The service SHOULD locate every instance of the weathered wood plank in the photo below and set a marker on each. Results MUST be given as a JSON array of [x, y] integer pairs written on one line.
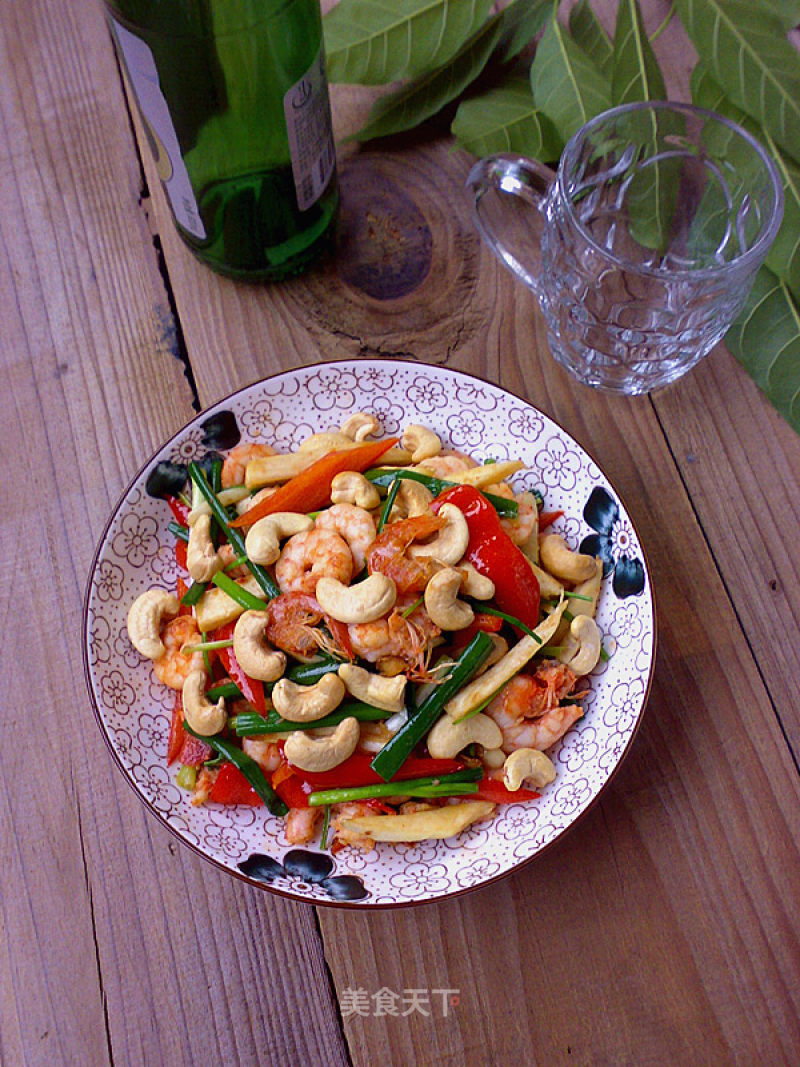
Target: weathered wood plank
[[117, 944]]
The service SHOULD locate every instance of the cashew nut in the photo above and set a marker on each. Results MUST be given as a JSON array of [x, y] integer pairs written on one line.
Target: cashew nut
[[262, 542], [485, 685], [421, 443], [145, 616], [202, 559], [350, 487], [306, 703], [450, 542], [442, 603], [322, 753], [360, 426], [448, 737], [475, 584], [581, 647], [376, 689], [204, 717], [320, 443], [364, 602], [254, 655], [561, 561], [527, 765]]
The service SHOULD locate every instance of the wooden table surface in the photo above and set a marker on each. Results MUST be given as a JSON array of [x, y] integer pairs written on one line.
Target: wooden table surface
[[662, 929]]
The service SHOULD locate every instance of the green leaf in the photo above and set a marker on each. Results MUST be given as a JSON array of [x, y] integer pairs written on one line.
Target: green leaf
[[568, 86], [784, 256], [786, 11], [765, 338], [376, 42], [506, 120], [636, 73], [750, 57], [522, 20], [424, 97], [589, 34]]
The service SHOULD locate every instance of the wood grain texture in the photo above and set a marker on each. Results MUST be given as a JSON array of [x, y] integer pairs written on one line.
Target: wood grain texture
[[664, 928], [117, 946]]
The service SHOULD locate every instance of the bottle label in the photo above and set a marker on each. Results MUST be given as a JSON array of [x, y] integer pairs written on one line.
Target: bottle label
[[143, 77], [307, 112]]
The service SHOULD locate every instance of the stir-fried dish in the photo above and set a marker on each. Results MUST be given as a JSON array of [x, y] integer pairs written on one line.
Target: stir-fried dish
[[378, 639]]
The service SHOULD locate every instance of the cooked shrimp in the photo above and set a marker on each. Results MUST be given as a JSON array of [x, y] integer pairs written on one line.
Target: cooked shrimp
[[387, 553], [301, 824], [342, 835], [173, 667], [306, 557], [355, 525], [396, 636], [264, 751], [291, 624], [539, 733], [524, 526], [446, 464], [203, 785], [237, 460]]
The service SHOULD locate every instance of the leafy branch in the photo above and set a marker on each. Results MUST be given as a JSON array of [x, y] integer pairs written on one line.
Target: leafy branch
[[509, 97]]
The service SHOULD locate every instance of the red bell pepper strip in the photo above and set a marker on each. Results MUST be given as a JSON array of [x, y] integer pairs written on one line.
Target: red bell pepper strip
[[177, 734], [180, 554], [232, 786], [491, 789], [310, 489], [252, 688], [493, 554]]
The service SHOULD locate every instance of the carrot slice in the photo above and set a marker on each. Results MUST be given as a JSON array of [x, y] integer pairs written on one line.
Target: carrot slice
[[310, 489]]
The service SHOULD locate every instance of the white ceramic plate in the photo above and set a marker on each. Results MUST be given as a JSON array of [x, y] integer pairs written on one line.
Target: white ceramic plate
[[137, 552]]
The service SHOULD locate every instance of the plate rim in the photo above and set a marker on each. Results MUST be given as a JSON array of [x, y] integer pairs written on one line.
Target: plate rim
[[363, 904]]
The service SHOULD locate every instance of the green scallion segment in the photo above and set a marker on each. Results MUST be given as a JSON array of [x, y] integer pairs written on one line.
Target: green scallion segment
[[384, 477], [248, 766], [242, 596], [390, 497], [396, 751], [188, 650], [251, 723], [459, 783], [510, 618], [262, 576]]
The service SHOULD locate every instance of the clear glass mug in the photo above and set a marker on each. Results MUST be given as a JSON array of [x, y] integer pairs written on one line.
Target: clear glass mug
[[643, 245]]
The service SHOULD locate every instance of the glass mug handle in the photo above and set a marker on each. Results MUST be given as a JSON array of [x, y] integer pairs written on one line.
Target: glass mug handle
[[511, 194]]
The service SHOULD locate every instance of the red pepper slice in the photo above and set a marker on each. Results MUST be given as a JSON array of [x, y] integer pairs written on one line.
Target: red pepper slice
[[491, 789], [252, 688], [310, 489], [177, 733], [232, 786], [493, 554]]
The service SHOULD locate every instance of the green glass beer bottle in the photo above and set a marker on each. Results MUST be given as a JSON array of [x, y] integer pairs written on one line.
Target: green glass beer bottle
[[234, 98]]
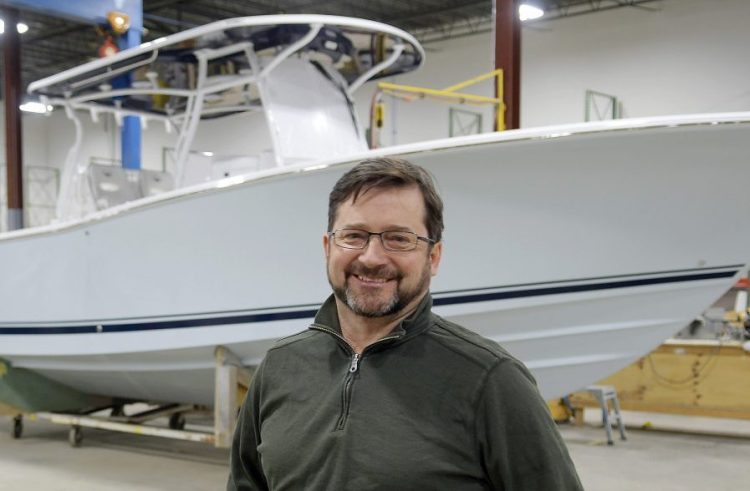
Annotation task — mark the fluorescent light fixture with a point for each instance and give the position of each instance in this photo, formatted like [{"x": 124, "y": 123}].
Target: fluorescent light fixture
[
  {"x": 35, "y": 107},
  {"x": 529, "y": 12},
  {"x": 20, "y": 27}
]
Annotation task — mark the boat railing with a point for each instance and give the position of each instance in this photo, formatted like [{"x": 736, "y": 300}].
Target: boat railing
[{"x": 257, "y": 52}]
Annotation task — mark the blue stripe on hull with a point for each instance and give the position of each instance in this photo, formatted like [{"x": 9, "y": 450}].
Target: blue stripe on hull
[{"x": 455, "y": 297}]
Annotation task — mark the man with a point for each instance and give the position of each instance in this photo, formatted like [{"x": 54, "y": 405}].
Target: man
[{"x": 380, "y": 393}]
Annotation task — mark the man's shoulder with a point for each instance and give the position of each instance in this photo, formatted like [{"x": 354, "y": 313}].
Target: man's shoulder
[
  {"x": 290, "y": 342},
  {"x": 468, "y": 343}
]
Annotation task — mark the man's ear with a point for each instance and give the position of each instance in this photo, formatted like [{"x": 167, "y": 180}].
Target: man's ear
[
  {"x": 435, "y": 254},
  {"x": 326, "y": 243}
]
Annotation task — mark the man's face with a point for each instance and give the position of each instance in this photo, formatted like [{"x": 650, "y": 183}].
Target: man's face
[{"x": 374, "y": 282}]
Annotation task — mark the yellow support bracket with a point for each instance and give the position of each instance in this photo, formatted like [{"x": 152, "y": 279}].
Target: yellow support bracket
[{"x": 450, "y": 93}]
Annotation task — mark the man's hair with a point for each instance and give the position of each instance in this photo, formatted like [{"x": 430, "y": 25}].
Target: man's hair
[{"x": 388, "y": 172}]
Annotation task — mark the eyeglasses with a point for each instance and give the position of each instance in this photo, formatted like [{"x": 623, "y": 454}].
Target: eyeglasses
[{"x": 392, "y": 240}]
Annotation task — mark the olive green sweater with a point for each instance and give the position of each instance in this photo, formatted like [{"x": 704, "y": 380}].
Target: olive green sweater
[{"x": 431, "y": 406}]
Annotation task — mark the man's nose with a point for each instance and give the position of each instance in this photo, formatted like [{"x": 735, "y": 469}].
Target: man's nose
[{"x": 374, "y": 253}]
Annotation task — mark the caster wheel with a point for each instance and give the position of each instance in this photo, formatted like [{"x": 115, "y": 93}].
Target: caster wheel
[
  {"x": 16, "y": 429},
  {"x": 75, "y": 436},
  {"x": 177, "y": 421}
]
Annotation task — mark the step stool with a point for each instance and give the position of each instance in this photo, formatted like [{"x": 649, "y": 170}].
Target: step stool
[{"x": 604, "y": 394}]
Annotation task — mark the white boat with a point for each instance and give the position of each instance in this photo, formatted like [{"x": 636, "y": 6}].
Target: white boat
[{"x": 579, "y": 248}]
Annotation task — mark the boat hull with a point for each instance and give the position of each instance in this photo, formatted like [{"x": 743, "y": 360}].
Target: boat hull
[{"x": 578, "y": 249}]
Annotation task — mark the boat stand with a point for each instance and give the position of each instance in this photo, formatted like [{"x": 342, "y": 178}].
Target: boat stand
[{"x": 232, "y": 380}]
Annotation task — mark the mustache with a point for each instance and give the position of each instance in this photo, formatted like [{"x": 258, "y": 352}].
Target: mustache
[{"x": 380, "y": 272}]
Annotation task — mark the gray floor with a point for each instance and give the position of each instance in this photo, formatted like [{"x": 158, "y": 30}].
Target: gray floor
[{"x": 648, "y": 460}]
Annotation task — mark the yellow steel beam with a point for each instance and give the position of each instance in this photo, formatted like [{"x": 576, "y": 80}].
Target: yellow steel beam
[
  {"x": 475, "y": 80},
  {"x": 399, "y": 90},
  {"x": 436, "y": 93}
]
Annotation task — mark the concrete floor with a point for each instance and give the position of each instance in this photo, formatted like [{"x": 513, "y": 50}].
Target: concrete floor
[{"x": 648, "y": 460}]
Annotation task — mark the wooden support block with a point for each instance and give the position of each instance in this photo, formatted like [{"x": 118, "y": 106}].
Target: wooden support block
[
  {"x": 699, "y": 378},
  {"x": 231, "y": 382}
]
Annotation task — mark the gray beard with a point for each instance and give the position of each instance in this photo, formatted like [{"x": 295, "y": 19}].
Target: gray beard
[{"x": 394, "y": 305}]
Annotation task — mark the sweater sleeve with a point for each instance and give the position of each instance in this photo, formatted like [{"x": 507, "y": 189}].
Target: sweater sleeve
[
  {"x": 245, "y": 469},
  {"x": 519, "y": 444}
]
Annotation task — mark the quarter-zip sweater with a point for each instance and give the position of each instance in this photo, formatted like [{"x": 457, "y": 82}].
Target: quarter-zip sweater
[{"x": 430, "y": 406}]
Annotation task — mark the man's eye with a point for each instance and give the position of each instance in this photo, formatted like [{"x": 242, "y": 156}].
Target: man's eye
[
  {"x": 398, "y": 238},
  {"x": 353, "y": 236}
]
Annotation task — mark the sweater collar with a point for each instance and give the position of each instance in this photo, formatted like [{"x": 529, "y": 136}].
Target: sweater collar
[{"x": 417, "y": 322}]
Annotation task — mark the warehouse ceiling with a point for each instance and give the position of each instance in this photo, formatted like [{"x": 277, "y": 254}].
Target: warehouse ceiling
[{"x": 54, "y": 44}]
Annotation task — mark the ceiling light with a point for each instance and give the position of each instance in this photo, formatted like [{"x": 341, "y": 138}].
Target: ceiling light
[
  {"x": 20, "y": 27},
  {"x": 119, "y": 21},
  {"x": 35, "y": 107},
  {"x": 529, "y": 12}
]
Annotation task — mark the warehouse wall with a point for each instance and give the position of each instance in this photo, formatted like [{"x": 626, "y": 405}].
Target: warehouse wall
[{"x": 687, "y": 57}]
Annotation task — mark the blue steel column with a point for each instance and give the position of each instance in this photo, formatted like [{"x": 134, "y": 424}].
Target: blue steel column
[
  {"x": 12, "y": 96},
  {"x": 130, "y": 136},
  {"x": 95, "y": 11}
]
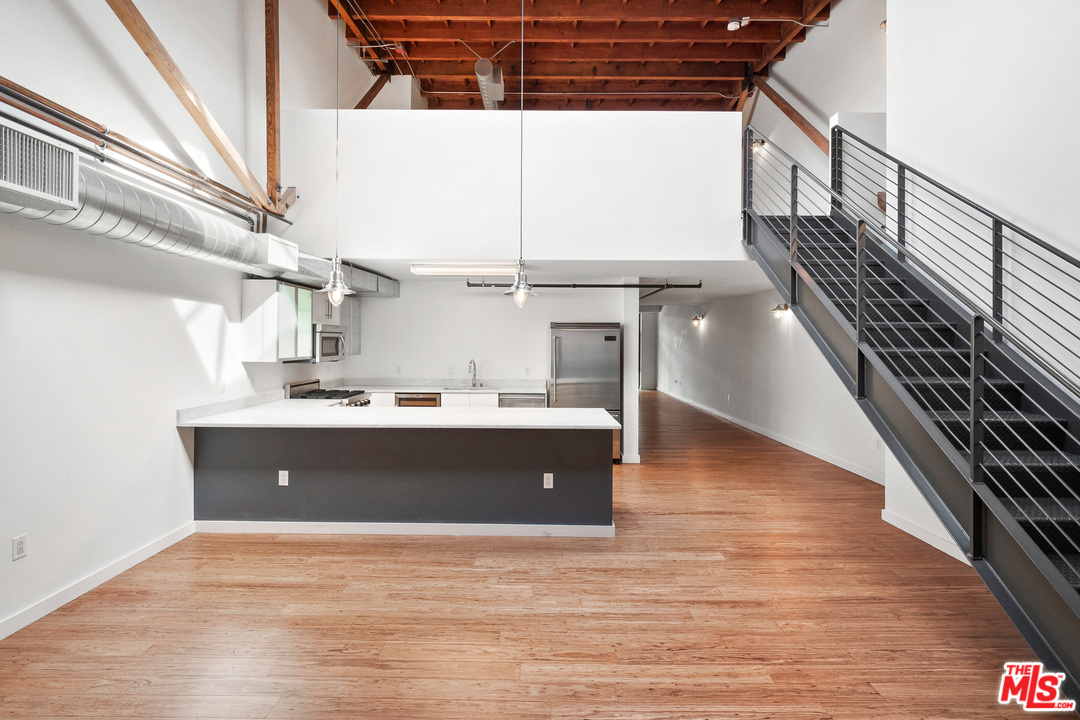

---------------

### THE TASK
Rewrite the part of the entries that opens with the line containing "The service SHOULD locate every instance of the white" and closes with the line containing "[[137, 552]]", putting "porcelain" in place of "ceramic" and leaving everything else unchanged.

### OUTPUT
The service SHOULD locate every instance of the white porcelain plate in the photo above and set a marker on each. Results MUST be given as a JSON array of [x, y] integer pairs written on one line.
Target: white porcelain plate
[[137, 552]]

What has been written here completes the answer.